## EXTRAIT FOURNI
╔══
Femme de lettres française, entrée de son vivant dans la bibliothèque de la Pléiade, Nathalie Sarraute a fait partie des figures de proue du Nouveau Roman, aux côtés d’Alain Robbe-Grillet ou de Michel Butor.

Cette écrivaine des sensations et du toucher, des « sous-conversations » et de l’indicible, réfute une conception du roman psychologique traditionnel. En s’inspirant d’écrivains comme Virginia Woolf, Dostoïevski mais aussi Flaubert, elle participe au renouvellement du genre et à sa réhabilitation dans le monde français des lettres de l’après-guerre.

Qui est Nathalie Sarraute ?

L'écrivain Nathalie Sarraute vers 1983
L’écrivain Nathalie Sarraute vers 1983, par Alexius Manfelt. Source : Wikicommons.

Nathalie Sarraute est née le 18 juillet 1900 à Ivano-Voznessensk, en Russie sous le nom de Natacha Tcherniak, dans une famille bourgeoise d’intellectuels juifs. Son père, Ilya Techerniak est docteur ès sciences et professeur de faculté. Ses parents divorcent alors qu’elle est âgée de neuf ans et sa mère, Pauline Chatounowski, déménage avec sa fille à Genève, puis à Paris.

Après une enfance mouvementée et partagée entre sa mère en France et son père en Russie ou en Suisse, Nathalie Sarraute poursuit des études d’anglais et d’histoire à Oxford, puis de sociologie à Berlin, avant de s’inscrire à la faculté de droit à Paris en 1922. Trois ans plus tard, devenue avocate, elle épouse un de ses condisciple, Raymond Sarraute.

Peu de temps après, Nathalie Sarraute commence la rédaction de plusieurs textes courts qu’elle rassemble dans un volume et publie sous le nom de Tropismes, en 1939. L’ouvrage passe sous le radar de la critique de l’époque. En attendant la gloire, la future pionnière du Nouveau Roman continue d’exercer son métier et de plaider des affaires jusqu’en 1940. A l’automne, elle est radiée du barreau de Paris par application des lois antijuives de Paris.
╚══
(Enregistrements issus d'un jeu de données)
╔══
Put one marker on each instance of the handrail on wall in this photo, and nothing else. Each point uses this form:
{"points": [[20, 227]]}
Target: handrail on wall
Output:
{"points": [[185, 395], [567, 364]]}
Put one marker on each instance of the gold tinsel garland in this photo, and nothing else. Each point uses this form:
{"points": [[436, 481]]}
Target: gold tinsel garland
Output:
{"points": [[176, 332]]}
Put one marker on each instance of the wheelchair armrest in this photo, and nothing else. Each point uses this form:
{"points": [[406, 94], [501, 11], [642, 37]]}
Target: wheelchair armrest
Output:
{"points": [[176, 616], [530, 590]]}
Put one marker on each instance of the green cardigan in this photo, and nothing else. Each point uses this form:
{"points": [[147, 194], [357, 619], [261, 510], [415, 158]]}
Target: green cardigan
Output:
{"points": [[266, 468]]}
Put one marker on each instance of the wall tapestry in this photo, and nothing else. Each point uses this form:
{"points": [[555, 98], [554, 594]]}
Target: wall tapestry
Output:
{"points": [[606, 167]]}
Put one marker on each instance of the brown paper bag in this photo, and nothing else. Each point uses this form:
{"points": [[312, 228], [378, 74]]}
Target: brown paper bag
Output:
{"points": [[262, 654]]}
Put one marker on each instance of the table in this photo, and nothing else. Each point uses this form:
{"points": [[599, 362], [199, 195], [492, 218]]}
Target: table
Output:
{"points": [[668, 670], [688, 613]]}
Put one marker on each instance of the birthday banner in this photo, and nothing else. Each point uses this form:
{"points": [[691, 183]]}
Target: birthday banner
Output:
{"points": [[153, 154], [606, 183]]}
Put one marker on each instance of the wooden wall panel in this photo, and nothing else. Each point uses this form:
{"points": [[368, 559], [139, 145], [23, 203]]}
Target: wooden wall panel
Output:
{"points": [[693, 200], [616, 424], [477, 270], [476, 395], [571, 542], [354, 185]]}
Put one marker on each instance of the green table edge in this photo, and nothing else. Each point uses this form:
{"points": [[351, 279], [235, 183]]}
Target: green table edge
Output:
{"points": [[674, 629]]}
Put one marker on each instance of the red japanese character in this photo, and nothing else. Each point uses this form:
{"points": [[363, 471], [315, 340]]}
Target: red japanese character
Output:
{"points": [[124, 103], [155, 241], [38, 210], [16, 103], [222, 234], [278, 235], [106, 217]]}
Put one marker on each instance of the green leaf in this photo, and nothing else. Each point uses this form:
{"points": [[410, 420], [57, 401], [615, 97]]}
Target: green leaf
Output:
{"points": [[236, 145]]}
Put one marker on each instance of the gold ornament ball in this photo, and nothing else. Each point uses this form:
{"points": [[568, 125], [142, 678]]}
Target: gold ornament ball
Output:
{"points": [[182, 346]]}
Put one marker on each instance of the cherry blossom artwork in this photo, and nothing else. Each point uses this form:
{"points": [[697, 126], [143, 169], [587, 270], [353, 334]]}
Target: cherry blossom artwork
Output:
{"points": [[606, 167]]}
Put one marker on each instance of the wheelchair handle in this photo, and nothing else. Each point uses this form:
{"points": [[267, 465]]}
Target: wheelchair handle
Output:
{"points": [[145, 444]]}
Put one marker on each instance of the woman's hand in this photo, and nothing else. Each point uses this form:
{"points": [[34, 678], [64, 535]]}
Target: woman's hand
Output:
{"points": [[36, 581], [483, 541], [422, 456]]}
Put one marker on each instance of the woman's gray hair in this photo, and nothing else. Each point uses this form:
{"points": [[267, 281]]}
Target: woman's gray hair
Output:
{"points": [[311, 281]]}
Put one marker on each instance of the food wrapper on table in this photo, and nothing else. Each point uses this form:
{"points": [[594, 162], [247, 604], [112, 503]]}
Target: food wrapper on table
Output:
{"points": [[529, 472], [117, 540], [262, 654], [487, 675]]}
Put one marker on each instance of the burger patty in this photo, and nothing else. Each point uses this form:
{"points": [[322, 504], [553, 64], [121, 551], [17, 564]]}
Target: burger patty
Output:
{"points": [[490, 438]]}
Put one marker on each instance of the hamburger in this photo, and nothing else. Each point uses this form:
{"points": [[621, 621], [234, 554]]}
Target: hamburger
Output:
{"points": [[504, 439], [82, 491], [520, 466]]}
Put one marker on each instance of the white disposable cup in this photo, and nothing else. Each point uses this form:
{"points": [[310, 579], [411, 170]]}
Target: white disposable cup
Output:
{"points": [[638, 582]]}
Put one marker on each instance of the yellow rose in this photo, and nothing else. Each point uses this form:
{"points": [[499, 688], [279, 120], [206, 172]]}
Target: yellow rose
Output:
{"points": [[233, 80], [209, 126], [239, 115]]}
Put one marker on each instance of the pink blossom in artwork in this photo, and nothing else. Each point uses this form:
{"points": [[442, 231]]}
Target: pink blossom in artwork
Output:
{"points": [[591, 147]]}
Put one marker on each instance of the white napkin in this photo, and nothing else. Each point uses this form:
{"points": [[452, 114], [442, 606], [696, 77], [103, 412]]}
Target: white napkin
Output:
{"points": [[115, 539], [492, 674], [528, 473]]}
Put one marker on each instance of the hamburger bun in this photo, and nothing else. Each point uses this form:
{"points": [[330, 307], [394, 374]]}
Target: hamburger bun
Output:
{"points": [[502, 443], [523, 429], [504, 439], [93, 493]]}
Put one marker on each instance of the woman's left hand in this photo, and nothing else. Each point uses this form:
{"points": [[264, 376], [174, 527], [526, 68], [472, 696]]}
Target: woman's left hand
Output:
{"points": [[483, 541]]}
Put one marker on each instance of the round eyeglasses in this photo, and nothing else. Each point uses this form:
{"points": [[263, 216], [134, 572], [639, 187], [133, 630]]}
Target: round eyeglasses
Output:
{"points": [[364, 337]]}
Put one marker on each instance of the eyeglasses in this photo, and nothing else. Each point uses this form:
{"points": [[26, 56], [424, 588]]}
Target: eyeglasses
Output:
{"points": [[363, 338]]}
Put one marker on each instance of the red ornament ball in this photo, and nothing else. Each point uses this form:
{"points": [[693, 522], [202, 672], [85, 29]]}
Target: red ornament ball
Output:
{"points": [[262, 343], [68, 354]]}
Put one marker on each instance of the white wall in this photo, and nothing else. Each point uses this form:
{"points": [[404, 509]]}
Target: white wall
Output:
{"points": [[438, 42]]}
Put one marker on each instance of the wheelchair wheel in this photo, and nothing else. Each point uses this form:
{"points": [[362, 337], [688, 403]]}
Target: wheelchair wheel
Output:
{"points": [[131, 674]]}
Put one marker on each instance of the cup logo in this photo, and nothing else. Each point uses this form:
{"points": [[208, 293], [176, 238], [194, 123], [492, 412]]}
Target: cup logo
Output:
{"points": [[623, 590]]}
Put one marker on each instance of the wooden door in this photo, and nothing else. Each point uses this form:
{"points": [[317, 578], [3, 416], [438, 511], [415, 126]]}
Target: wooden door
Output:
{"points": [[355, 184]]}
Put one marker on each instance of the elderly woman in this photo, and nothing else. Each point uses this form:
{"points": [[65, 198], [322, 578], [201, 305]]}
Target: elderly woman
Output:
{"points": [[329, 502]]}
╚══
╔══
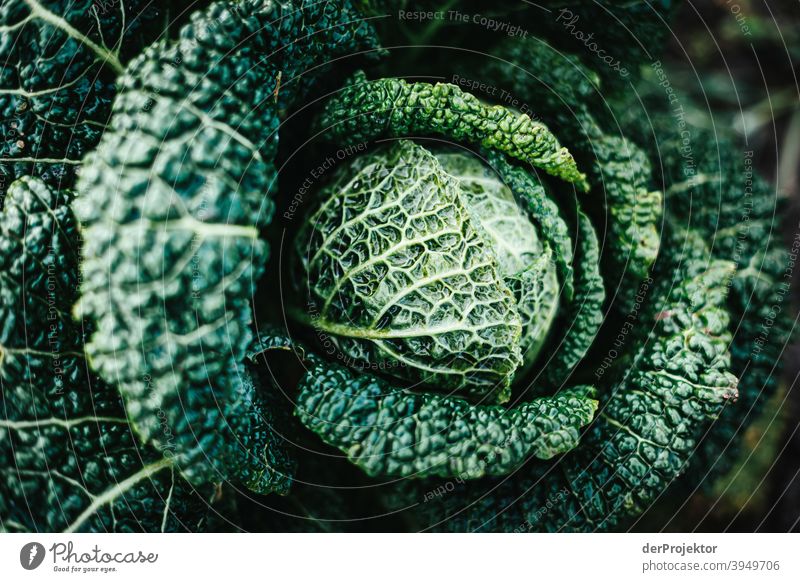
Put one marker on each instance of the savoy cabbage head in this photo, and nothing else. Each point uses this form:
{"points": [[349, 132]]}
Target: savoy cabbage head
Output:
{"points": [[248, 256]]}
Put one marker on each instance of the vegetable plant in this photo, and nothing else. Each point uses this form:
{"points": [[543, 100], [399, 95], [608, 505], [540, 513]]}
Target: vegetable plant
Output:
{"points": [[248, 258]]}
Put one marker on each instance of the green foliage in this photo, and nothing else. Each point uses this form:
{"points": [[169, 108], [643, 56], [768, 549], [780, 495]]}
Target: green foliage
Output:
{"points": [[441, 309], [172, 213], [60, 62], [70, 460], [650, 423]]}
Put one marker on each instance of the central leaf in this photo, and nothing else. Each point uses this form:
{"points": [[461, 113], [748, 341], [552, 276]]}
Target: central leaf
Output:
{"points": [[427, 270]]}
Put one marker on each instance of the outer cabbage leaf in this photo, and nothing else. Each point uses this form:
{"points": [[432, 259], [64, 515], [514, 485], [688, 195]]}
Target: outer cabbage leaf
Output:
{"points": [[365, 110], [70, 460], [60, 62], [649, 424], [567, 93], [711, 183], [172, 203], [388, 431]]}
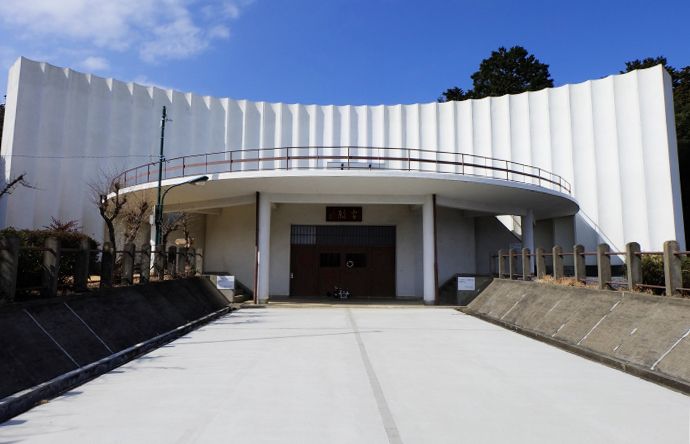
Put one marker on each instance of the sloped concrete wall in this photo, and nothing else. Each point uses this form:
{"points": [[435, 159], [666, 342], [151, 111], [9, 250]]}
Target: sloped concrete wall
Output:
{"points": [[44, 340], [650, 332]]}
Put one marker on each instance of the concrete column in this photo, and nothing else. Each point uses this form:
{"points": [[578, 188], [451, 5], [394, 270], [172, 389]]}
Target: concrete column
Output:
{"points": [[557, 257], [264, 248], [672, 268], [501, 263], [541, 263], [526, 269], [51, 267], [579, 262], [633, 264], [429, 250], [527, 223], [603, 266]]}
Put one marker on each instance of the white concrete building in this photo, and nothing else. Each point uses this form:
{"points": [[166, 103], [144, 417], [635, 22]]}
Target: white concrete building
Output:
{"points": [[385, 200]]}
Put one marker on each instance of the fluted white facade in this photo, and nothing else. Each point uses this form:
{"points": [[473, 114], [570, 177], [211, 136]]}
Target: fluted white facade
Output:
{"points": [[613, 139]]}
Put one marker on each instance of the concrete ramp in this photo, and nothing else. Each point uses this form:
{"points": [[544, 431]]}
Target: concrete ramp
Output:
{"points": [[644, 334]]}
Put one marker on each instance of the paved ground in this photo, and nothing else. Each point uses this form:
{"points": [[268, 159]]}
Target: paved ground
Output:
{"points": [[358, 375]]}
╚══
## ÉNONCÉ 1
Sous quel nom Nathalie Sarraute est-elle née, d'après l'extrait sur sa vie ?
## ÉNONCÉ 2
Dressez la liste de toutes les villes mentionnées dans l'extrait sur Nathalie Sarraute.
Ces enregistrements n'ont aucun lien avec l'extrait.

## CORRIGÉ DÉTAILLÉ 1
Natacha Tcherniak.

## CORRIGÉ DÉTAILLÉ 2
Ivano-Voznessensk, Genève, Paris, Oxford, Berlin.